## Exercise requirements
Please translate this sentence from the article on Europe's national cycling championships into Spanish: "Several large teams can try to control the race whilst riders from smaller squads can try to hitch a ride."

## Article
It’s the weekend of the national championships across Europe. Whilst America, Asia and Australia have different weekends, pretty much everywhere in Europe sees simultaneous national championships. In some European countries these races can take on a strange feel with several teams of 25 riders starting, making the tactics completely different from your usual race.
The scenario is odd. Several large teams can try to control the race whilst riders from smaller squads can try to hitch a ride. I’ve often thought these races are a certainty for the large squads but in recent years riders from “smaller” teams have triumphed. Sylvain Chavanel won the French title last year despite having only one Quickstep team mate; the previous year Nicki Terpstra broke the Rabobank stranglehold in the Netherlands. Whilst team tactics can have their say, with such a large presence some teams see their energies dispersed. And the title is worth so much that obeying strict team orders can be hard. For example very few of the starters in the French race tomorrow can ever hope to become world champion but they can land the national title. It could get them invited to the Tour de France in July, in August this means many invitations to lucrative criteriums and they are easily recognised for a year. But it also gives the rider and honour for the rest of their life. So when the race reaches the last hour it’s no surprise to see some riders start thinking of themselves.

## Raw records
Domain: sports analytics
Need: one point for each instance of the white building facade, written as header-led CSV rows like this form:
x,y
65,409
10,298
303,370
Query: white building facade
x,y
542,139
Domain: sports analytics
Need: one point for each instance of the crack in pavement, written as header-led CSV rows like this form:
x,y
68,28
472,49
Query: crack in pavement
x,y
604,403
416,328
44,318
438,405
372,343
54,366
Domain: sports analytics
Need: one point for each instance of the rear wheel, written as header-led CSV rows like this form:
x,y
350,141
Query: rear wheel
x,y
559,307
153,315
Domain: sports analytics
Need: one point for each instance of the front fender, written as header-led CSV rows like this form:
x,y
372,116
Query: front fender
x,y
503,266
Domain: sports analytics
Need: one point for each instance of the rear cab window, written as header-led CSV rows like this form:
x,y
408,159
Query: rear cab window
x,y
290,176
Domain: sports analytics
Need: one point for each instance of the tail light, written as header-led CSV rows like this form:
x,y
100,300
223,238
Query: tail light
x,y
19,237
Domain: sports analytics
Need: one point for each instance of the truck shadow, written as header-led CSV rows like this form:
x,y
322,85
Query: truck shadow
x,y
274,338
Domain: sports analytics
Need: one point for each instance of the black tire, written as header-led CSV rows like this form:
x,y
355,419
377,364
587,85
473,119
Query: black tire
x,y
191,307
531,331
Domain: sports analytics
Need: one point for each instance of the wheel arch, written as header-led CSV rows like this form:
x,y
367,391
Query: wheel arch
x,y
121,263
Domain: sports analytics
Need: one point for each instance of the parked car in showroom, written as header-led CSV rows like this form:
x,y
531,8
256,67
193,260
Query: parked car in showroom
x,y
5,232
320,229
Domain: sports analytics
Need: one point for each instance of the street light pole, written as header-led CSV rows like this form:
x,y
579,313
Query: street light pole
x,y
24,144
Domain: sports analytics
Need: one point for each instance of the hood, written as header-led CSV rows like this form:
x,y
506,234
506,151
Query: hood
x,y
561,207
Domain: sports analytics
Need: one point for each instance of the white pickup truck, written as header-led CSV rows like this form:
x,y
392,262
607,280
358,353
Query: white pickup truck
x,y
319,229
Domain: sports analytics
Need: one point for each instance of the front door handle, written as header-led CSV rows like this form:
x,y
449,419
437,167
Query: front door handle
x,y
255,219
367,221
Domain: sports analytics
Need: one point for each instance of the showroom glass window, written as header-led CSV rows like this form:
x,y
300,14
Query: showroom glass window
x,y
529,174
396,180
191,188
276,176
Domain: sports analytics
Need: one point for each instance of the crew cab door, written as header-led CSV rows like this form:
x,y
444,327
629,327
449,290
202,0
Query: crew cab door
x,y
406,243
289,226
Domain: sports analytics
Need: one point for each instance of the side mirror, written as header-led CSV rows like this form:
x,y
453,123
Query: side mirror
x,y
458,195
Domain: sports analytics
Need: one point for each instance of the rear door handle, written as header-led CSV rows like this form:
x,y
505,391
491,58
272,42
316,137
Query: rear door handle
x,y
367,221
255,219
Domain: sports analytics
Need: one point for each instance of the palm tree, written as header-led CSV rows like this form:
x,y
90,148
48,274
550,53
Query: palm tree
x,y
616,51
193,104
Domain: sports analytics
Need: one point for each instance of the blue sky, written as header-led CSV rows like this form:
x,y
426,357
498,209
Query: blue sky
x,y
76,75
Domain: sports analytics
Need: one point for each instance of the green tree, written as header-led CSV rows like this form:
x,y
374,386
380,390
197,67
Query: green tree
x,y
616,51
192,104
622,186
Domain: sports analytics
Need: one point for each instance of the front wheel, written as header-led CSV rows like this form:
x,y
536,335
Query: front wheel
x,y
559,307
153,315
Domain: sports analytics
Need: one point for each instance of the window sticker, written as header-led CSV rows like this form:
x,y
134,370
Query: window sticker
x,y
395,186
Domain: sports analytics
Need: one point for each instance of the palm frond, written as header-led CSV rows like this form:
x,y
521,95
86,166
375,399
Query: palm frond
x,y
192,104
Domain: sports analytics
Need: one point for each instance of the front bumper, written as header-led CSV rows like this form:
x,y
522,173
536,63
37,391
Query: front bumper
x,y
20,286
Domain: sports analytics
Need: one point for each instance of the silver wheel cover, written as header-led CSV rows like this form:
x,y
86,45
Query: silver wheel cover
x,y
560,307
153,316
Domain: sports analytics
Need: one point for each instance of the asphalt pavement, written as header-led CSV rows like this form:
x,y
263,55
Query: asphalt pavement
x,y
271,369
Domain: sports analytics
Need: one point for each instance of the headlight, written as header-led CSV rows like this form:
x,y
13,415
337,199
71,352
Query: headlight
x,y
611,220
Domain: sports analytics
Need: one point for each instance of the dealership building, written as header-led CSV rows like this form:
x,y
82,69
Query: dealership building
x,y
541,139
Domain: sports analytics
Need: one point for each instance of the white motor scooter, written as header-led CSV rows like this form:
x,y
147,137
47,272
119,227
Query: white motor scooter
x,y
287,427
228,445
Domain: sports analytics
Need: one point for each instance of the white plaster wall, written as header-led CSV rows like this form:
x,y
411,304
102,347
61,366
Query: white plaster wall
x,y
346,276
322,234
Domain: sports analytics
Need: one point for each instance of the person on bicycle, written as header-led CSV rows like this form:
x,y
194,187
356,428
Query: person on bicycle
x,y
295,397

## Reply to the task
Varios equipos grandes pueden intentar controlar la carrera, mientras que los corredores de escuadras más pequeñas pueden intentar ir a rueda.